● **Stored data**
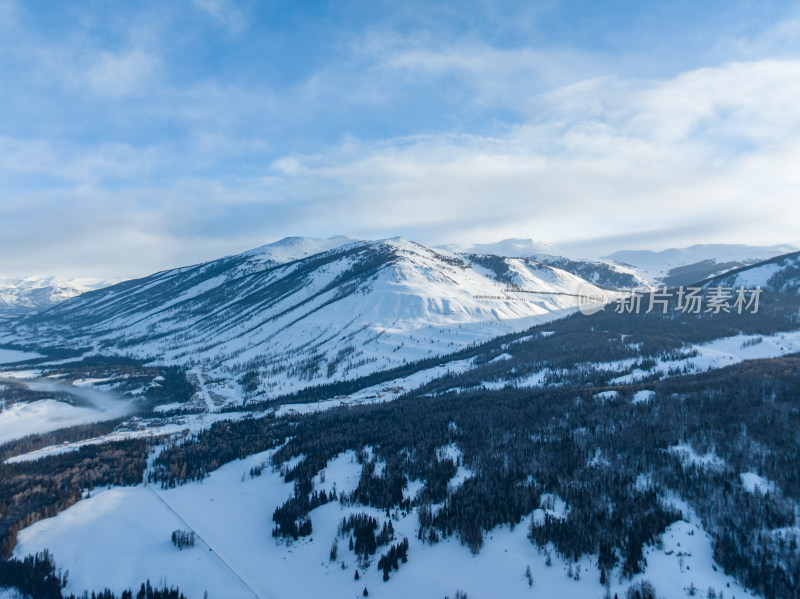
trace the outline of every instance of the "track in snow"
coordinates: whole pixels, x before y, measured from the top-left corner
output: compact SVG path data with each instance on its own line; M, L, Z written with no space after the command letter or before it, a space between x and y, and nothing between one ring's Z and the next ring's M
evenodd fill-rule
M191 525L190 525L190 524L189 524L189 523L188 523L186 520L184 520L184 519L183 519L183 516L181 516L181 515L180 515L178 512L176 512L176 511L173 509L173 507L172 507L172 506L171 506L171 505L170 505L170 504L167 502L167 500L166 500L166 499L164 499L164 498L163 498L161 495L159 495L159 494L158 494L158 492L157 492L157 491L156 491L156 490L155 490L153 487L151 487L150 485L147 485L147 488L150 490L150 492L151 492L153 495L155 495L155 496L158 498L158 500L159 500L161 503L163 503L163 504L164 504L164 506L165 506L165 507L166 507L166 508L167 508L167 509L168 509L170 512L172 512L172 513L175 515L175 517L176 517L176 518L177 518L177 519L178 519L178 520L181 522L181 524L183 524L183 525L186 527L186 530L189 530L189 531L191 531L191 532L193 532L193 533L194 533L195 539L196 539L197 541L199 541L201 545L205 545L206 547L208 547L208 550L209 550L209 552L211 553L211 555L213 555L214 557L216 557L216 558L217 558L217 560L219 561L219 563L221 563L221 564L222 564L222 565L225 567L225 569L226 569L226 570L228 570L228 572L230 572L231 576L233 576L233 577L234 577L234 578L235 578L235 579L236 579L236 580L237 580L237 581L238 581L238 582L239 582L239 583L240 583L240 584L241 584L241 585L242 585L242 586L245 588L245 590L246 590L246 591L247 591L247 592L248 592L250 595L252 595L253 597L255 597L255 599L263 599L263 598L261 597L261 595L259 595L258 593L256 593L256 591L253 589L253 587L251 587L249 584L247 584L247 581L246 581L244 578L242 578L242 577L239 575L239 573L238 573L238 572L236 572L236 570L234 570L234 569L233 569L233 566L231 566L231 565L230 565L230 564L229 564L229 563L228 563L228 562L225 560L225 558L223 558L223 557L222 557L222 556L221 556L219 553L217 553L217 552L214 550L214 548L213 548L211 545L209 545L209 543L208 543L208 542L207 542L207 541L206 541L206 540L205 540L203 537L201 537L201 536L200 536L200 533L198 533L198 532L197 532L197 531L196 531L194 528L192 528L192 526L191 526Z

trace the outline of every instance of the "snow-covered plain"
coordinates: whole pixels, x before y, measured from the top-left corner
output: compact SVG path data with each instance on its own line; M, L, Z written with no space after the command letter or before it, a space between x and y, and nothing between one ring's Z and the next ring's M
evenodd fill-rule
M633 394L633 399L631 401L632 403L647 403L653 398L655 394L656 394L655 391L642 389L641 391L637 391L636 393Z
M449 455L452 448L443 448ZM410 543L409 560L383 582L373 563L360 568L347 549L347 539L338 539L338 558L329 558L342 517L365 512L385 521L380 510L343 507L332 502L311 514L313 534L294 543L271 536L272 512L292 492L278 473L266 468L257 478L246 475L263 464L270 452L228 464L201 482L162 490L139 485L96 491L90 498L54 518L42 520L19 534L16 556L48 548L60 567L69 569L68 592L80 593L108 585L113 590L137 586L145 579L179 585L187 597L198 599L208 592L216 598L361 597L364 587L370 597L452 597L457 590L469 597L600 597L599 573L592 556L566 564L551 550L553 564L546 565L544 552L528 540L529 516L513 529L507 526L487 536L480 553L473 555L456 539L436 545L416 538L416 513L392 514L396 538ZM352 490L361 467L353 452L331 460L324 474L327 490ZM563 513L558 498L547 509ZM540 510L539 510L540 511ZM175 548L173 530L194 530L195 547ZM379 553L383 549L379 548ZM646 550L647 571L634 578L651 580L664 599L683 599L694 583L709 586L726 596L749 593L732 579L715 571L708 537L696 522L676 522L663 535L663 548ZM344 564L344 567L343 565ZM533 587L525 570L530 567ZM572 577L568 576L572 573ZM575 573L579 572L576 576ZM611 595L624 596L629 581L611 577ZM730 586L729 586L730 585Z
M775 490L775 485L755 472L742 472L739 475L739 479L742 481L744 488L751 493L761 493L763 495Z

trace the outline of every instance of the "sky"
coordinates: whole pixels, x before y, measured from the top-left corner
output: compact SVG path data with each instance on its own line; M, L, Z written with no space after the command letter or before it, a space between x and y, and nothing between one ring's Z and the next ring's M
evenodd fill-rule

● **PROBLEM DETAILS**
Write out the records above exactly. Pictures do not belong in the copy.

● **RESPONSE FOR THIS EXERCISE**
trace the outline of every instance of the "track in snow"
coordinates: whole pixels, x before y, measured from the top-left corner
output: compact SVG path data with each instance on its own line; M, L, Z written with no space after the command letter or before it, a space between x and y, and nothing between one ring's Z and the next ring's M
evenodd fill-rule
M191 525L190 525L190 524L189 524L189 523L188 523L186 520L184 520L184 519L183 519L183 516L181 516L181 515L180 515L178 512L176 512L176 511L173 509L173 507L172 507L172 506L171 506L171 505L170 505L170 504L167 502L167 500L166 500L166 499L164 499L164 498L163 498L161 495L159 495L159 494L158 494L158 492L157 492L157 491L156 491L156 490L155 490L153 487L151 487L150 485L147 485L147 488L150 490L150 492L151 492L153 495L155 495L155 496L158 498L158 500L159 500L161 503L163 503L163 504L164 504L164 506L165 506L165 507L166 507L166 508L167 508L167 509L168 509L170 512L172 512L172 513L175 515L175 517L176 517L176 518L177 518L177 519L178 519L178 520L181 522L181 524L183 524L183 525L186 527L186 530L189 530L189 531L191 531L191 532L193 532L193 533L194 533L195 539L196 539L197 541L199 541L201 545L205 545L206 547L208 547L208 550L209 550L209 552L211 553L211 555L213 555L214 557L216 557L216 558L217 558L217 560L219 561L219 563L221 563L221 564L222 564L222 565L225 567L225 569L226 569L226 570L228 570L228 572L230 572L231 576L233 576L233 577L234 577L234 578L235 578L235 579L236 579L236 580L237 580L237 581L238 581L238 582L239 582L239 583L240 583L240 584L241 584L241 585L242 585L242 586L245 588L245 590L246 590L246 591L247 591L247 592L248 592L250 595L252 595L253 597L255 597L255 599L263 599L263 598L261 597L261 595L259 595L258 593L256 593L256 591L253 589L253 587L251 587L249 584L247 584L247 581L246 581L244 578L242 578L242 577L239 575L239 573L238 573L238 572L236 572L236 570L234 570L234 569L233 569L233 566L231 566L231 565L230 565L230 564L229 564L229 563L228 563L228 562L225 560L225 558L223 558L223 557L222 557L222 556L221 556L219 553L217 553L217 552L214 550L214 548L213 548L211 545L209 545L209 543L208 543L208 542L207 542L207 541L206 541L206 540L205 540L203 537L201 537L201 536L200 536L200 533L198 533L198 532L197 532L197 531L196 531L194 528L192 528L192 526L191 526Z

trace the outline of every instance of the "snow-covered plain"
coordinates: whole pixels, x before y, measured from the top-left corner
output: compact SVG path data with each instance on its own line; M, L, Z written with no space after the command letter or before it, a space between x and y, and nothing between one ring's Z and the next ring's M
evenodd fill-rule
M633 394L633 399L631 401L632 403L647 403L653 398L655 394L656 394L655 391L642 389L641 391L637 391L636 393Z
M449 455L452 448L443 448ZM410 543L409 560L383 582L373 563L360 568L347 549L347 539L338 539L338 558L329 558L342 517L365 512L385 521L380 510L343 507L332 502L311 514L313 534L294 543L271 536L272 512L292 492L278 473L266 468L257 478L246 475L263 464L270 452L228 464L201 482L162 490L139 485L96 491L90 498L54 518L42 520L19 534L16 556L48 548L60 567L69 569L68 592L80 593L108 585L113 590L137 586L145 579L179 585L187 597L198 599L208 592L216 598L361 597L364 587L370 597L452 597L457 590L469 597L600 597L599 573L592 556L566 564L551 550L553 564L546 565L544 552L528 540L529 516L513 529L507 526L487 536L480 553L473 555L456 539L436 545L416 538L416 513L392 514L396 538ZM352 490L361 467L353 452L331 460L324 474L327 490ZM563 513L558 498L547 509ZM540 510L539 510L540 511ZM175 548L173 530L194 530L195 547ZM379 553L383 549L379 548ZM646 550L647 571L634 578L651 580L664 599L683 599L694 583L709 586L726 596L749 593L732 579L715 571L708 537L696 522L676 522L663 535L663 548ZM344 564L344 567L343 565ZM533 587L525 570L530 567ZM572 577L568 576L572 573ZM575 573L579 572L576 576ZM611 595L624 596L629 581L611 577ZM730 586L729 586L730 585Z
M775 490L775 485L755 472L742 472L739 475L739 479L742 481L744 488L751 493L761 493L763 495Z

trace the outline of every instance of the "sky"
coordinates: whole pixels, x before y, measured from the top-left corner
output: compact SVG path data with each instance on its own line; M, L, Z written with no space after the command letter or before it, a space between x and y, and nothing between one ring's Z and the next ring's M
evenodd fill-rule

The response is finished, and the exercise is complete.